▶ Exercise input:

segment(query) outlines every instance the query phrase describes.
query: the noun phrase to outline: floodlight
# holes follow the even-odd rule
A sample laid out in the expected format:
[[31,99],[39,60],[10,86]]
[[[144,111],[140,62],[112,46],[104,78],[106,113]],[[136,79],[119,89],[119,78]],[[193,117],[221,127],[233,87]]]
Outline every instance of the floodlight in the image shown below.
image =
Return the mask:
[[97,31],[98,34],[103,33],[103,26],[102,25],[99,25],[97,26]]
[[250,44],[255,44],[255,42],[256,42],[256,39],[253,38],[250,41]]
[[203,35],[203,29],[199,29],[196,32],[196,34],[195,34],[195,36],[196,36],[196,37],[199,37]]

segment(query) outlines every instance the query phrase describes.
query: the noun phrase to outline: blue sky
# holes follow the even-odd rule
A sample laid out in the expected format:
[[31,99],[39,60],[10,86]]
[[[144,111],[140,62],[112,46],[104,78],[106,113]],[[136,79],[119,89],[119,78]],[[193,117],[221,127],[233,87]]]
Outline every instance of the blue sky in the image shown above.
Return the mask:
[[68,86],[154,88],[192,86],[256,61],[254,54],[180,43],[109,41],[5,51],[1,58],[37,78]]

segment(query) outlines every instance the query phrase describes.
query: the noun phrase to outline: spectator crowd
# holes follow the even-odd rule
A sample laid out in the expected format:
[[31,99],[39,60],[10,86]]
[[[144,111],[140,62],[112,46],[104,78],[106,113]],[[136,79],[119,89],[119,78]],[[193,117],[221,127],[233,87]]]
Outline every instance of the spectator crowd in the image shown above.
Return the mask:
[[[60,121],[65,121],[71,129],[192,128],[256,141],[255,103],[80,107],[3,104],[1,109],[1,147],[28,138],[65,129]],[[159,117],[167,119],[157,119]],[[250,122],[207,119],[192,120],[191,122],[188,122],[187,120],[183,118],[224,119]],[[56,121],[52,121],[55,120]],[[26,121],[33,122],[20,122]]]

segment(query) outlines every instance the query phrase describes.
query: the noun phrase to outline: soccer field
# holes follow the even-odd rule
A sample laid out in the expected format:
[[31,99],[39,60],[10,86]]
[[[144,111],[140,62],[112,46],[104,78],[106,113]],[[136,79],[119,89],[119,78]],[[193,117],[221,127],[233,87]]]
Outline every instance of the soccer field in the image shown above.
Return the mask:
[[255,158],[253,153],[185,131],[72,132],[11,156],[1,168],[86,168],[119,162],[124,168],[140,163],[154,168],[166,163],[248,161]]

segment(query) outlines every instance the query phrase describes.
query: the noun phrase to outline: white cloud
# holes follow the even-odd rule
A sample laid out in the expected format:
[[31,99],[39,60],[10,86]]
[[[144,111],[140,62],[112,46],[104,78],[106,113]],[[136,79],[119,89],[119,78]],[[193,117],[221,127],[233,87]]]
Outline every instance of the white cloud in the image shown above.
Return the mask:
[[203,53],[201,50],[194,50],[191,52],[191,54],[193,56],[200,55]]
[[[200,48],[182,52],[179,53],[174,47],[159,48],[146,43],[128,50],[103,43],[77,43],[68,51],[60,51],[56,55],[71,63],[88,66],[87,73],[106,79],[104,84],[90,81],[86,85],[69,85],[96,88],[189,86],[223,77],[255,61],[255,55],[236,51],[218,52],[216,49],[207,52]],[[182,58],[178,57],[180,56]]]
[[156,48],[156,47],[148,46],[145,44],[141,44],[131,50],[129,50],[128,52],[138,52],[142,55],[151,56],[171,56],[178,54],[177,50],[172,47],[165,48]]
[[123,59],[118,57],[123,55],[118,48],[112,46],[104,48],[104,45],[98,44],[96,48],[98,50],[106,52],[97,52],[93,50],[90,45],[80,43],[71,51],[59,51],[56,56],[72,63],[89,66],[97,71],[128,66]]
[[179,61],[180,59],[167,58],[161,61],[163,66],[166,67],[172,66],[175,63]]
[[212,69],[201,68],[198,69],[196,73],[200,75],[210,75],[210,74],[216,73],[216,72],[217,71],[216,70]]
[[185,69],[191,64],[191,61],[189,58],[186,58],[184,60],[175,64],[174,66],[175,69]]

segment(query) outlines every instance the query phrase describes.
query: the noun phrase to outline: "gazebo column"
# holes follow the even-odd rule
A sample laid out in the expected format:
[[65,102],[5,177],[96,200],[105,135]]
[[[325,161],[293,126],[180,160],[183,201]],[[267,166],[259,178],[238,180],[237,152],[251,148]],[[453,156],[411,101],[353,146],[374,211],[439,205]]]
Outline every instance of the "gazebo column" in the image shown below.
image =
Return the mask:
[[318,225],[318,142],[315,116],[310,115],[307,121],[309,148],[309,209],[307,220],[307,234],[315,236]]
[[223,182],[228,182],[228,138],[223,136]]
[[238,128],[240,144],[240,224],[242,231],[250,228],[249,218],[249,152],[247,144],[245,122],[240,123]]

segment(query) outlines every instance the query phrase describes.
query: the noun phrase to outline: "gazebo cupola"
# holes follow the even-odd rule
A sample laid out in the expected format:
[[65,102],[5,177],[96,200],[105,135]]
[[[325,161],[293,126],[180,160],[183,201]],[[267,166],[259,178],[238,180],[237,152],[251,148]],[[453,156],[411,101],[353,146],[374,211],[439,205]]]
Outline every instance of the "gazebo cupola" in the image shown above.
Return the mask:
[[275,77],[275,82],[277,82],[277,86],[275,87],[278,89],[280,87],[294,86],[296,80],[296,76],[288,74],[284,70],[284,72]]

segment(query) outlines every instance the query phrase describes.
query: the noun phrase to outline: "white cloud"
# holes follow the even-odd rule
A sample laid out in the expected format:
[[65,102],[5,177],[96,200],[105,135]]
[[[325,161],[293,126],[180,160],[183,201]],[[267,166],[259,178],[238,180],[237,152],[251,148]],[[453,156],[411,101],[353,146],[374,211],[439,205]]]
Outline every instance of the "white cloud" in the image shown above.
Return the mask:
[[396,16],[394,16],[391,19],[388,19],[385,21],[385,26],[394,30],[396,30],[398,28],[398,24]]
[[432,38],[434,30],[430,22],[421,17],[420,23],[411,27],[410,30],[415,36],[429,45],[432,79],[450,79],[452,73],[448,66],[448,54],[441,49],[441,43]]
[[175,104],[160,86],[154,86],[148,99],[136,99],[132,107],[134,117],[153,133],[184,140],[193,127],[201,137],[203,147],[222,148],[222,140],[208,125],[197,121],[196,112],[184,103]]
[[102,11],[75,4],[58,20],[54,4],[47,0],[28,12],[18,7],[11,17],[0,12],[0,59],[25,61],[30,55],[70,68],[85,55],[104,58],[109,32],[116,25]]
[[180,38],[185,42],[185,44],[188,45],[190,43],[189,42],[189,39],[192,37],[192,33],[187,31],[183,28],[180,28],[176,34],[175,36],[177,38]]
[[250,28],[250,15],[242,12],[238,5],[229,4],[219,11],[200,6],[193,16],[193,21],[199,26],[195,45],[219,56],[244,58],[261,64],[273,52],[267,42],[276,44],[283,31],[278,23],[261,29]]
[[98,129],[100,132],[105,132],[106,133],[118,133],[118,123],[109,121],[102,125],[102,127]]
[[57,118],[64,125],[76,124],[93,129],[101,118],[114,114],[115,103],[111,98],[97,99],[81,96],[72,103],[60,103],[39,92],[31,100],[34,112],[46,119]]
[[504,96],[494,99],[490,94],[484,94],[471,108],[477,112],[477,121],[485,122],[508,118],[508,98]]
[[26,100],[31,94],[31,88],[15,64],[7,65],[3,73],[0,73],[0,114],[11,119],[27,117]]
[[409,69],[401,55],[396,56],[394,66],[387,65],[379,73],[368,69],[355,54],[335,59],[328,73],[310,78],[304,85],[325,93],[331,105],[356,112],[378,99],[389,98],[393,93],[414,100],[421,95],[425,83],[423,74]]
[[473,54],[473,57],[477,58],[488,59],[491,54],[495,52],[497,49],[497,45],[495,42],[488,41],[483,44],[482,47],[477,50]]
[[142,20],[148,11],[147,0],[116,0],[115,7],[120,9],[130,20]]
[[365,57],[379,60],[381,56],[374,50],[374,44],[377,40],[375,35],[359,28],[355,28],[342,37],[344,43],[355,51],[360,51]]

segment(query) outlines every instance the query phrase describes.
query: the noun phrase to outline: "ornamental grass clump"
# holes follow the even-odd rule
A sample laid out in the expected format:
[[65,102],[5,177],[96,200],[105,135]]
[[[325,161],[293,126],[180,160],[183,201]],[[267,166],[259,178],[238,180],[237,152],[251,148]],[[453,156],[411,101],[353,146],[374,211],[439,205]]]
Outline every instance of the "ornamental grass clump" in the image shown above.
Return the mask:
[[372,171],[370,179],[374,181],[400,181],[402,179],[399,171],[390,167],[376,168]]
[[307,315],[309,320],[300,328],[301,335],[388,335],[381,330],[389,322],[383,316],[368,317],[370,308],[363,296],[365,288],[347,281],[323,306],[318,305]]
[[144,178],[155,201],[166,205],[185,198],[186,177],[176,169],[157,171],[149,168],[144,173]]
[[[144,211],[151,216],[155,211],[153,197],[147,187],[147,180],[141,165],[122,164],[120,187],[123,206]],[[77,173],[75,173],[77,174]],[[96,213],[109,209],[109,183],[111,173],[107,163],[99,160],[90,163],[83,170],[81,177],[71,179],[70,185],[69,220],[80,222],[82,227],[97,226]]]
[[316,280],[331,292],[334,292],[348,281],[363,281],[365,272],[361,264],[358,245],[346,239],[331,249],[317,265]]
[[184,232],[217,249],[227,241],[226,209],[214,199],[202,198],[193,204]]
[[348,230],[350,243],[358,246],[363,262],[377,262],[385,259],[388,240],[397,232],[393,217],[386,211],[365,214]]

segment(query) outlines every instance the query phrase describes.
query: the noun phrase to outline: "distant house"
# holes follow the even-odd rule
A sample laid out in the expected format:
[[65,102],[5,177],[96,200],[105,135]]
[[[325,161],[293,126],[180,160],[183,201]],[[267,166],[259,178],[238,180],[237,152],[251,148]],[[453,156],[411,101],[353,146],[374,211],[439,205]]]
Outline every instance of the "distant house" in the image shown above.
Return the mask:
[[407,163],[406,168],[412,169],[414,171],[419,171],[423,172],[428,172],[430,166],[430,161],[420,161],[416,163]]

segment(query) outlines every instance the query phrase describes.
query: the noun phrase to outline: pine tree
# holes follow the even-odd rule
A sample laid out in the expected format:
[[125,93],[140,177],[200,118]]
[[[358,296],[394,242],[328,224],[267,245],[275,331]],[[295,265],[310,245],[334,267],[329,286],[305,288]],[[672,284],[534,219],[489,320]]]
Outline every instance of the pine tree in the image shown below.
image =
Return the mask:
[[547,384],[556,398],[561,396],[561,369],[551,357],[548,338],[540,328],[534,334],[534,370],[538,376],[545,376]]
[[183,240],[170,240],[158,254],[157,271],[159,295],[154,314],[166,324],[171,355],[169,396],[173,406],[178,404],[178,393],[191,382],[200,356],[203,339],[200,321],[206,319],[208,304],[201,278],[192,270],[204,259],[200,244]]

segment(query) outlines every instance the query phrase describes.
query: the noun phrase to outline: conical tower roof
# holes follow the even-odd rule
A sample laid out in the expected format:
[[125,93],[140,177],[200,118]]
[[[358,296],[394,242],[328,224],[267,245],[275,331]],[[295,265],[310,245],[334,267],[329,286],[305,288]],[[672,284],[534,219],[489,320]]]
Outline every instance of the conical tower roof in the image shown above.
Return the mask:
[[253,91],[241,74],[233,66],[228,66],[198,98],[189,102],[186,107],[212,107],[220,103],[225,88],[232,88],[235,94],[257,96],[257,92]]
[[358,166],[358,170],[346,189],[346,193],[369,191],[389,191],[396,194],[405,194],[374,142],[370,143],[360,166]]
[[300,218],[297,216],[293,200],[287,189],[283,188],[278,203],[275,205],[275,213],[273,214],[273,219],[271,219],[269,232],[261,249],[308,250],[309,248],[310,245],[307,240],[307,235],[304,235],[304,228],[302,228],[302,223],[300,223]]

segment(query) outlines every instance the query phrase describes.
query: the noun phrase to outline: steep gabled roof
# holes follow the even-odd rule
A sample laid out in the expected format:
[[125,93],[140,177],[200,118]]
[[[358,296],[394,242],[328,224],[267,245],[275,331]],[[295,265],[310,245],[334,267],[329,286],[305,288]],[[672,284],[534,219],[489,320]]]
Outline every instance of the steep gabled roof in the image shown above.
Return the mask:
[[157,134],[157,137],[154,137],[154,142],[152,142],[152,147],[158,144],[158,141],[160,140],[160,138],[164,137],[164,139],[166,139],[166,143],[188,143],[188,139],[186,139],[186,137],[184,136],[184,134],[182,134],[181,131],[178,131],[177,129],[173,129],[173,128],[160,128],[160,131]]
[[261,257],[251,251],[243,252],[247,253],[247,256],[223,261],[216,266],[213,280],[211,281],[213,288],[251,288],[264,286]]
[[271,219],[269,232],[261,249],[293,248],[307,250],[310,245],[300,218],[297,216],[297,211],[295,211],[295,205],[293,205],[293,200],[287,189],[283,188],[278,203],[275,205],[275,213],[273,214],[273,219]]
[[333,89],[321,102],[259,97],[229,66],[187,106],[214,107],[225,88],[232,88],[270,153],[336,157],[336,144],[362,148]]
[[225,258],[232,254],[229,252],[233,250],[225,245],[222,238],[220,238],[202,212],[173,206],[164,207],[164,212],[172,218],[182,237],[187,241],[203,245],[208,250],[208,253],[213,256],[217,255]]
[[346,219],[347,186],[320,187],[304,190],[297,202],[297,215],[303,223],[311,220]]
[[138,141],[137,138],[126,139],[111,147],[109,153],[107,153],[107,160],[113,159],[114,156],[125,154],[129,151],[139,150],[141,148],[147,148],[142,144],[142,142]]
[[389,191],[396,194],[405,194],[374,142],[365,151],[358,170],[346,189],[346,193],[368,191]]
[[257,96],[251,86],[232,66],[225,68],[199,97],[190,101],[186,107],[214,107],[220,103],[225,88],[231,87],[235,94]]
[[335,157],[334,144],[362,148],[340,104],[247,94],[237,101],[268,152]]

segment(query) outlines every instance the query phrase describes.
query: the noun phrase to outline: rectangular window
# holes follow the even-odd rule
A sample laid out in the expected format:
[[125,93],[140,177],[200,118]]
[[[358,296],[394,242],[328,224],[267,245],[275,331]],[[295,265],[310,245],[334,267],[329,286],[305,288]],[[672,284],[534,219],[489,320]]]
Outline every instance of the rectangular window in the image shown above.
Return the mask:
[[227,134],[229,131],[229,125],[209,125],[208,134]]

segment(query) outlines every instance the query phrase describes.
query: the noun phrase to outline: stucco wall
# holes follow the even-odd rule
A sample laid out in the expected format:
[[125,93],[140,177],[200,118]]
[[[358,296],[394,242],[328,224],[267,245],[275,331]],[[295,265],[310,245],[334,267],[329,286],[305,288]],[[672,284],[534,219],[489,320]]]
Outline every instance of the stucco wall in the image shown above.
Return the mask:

▶ Instruction: Repeat the rows word for word, from the first line at the top through the line holding "Outline every instance of the floodlight", including both of those lines.

▶ Answer to this problem:
segment(query) outlines every instance the query phrase describes.
query: the noun phrase to outline: floodlight
# holes follow the even-odd rule
A sample laid out in the expected format:
[[31,99],[39,60],[10,86]]
[[[144,111],[140,62],[112,46],[104,78],[106,113]],[[136,79],[119,89],[119,78]],[[193,117],[221,127],[233,87]]]
Outline every instance of the floodlight in the image shown below.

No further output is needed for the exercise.